### Input data
☆ ☆ ☆ ☆ ☆

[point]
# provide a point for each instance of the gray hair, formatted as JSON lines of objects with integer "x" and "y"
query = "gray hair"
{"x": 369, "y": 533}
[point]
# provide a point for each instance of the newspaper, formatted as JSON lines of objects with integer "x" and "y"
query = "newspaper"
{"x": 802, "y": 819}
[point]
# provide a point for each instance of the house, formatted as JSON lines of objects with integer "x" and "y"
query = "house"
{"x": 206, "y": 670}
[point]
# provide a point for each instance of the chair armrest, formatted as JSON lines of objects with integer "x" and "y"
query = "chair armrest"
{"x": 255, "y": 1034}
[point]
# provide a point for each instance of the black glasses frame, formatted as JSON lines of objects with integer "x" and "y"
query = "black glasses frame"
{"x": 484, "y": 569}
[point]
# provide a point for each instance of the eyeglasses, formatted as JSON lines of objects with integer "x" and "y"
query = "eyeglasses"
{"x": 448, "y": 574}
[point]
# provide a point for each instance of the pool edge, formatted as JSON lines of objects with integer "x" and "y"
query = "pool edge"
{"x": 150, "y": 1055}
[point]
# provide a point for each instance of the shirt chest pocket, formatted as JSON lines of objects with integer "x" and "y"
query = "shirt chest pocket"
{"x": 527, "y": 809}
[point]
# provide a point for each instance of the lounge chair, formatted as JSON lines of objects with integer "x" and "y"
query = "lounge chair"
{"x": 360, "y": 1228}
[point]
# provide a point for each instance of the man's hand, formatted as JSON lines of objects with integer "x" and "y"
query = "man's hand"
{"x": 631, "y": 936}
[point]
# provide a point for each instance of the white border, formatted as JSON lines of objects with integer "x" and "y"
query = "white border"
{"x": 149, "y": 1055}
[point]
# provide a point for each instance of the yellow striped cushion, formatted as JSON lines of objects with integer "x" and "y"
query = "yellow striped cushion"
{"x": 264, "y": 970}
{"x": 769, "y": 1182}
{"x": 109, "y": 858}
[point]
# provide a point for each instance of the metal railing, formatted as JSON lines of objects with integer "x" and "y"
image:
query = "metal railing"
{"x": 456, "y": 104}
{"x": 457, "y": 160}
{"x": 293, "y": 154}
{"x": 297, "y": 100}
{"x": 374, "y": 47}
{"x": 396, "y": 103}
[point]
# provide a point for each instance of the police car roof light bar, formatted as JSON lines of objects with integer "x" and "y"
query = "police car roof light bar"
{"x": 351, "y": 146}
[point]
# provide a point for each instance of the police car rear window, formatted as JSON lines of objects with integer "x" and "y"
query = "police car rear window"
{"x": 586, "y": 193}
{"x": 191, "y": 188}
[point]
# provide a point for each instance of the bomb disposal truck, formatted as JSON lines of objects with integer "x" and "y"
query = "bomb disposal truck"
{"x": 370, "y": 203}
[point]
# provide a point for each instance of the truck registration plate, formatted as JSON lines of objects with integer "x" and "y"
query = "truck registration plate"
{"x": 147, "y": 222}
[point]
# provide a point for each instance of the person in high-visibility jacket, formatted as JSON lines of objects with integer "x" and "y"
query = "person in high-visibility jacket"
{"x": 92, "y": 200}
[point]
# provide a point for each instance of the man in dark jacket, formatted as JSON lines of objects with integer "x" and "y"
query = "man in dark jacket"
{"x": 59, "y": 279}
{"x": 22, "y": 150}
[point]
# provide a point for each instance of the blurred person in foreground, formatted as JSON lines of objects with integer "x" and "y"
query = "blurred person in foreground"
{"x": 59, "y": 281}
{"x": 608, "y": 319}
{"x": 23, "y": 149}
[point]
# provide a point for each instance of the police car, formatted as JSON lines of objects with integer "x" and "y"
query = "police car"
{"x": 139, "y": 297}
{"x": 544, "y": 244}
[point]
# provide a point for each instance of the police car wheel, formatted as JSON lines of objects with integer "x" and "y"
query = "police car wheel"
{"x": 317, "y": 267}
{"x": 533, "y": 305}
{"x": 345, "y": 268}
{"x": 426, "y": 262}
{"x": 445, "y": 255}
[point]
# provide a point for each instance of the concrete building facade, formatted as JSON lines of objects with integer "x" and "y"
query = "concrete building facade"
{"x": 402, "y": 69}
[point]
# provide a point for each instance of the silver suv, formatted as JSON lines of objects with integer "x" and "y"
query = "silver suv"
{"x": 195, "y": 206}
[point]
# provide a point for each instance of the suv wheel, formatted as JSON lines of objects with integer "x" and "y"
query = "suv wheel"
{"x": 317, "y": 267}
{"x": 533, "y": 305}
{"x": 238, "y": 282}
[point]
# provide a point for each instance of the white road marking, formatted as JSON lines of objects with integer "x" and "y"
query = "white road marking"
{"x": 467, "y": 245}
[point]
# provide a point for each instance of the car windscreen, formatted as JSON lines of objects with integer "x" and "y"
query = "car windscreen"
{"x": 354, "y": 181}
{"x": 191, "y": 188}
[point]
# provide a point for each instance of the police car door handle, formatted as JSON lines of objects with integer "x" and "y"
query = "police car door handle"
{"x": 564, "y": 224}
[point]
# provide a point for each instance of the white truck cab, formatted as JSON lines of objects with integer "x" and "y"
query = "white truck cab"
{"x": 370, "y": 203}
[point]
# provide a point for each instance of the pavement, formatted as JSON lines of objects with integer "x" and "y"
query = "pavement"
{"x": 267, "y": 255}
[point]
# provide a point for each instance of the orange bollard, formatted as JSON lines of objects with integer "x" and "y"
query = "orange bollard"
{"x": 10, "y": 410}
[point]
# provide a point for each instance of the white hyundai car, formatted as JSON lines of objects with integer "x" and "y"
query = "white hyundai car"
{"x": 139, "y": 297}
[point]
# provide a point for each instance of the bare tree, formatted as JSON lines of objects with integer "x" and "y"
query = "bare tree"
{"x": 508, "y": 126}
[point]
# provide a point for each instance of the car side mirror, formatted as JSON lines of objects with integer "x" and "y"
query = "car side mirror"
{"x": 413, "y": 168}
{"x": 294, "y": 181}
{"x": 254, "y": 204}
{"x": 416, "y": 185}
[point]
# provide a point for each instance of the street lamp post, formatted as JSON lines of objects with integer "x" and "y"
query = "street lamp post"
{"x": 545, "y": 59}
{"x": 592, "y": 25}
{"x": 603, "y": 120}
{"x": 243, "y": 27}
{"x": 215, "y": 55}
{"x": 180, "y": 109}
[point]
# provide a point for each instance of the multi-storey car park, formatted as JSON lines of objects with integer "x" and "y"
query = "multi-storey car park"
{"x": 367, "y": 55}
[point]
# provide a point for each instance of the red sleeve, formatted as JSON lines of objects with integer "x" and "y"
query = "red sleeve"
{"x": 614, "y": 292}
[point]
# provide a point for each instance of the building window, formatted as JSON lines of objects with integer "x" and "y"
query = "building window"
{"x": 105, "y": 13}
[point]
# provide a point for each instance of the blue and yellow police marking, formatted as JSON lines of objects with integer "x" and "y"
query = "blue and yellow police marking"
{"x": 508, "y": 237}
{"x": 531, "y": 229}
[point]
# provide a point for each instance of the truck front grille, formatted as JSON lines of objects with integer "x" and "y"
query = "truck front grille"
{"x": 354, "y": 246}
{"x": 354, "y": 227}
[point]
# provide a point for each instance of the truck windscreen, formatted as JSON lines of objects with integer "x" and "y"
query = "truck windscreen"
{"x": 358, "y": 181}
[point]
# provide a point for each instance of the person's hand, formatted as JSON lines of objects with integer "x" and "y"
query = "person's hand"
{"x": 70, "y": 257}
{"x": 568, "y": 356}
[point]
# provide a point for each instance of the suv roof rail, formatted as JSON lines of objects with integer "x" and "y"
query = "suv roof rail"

☆ ☆ ☆ ☆ ☆

### Task objective
Write out, exactly as given, the line containing "# provide a point for each instance of the building" and every line after it to the end of the records. Include nothing else.

### Expected answer
# provide a point for each instance of the building window, formatted as JSON lines of objects with integer "x" and "y"
query = "building window"
{"x": 105, "y": 13}
[point]
# provide a point for each instance of the blue and yellow police marking, formatted as JSON lines of objects with integer "x" and "y"
query = "blue and yellow police marking"
{"x": 508, "y": 237}
{"x": 531, "y": 229}
[point]
# provide a point for each instance of the truck front grille, formatted as JSON lines of objects with integer "x" and "y"
query = "truck front grille"
{"x": 354, "y": 246}
{"x": 354, "y": 227}
[point]
# provide a point for each instance of the truck windscreen, formatted as JSON lines of objects with integer "x" and "y"
query = "truck windscreen"
{"x": 358, "y": 181}
[point]
# provide a point for each instance of the person's hand, formatted as JSON lines of objects with integer "x" and "y"
query = "person's hand"
{"x": 70, "y": 257}
{"x": 568, "y": 356}
[point]
# provide a point for each instance of the suv roof rail, formatted as JSON lines of objects with integer "x" and "y"
query = "suv roof rail"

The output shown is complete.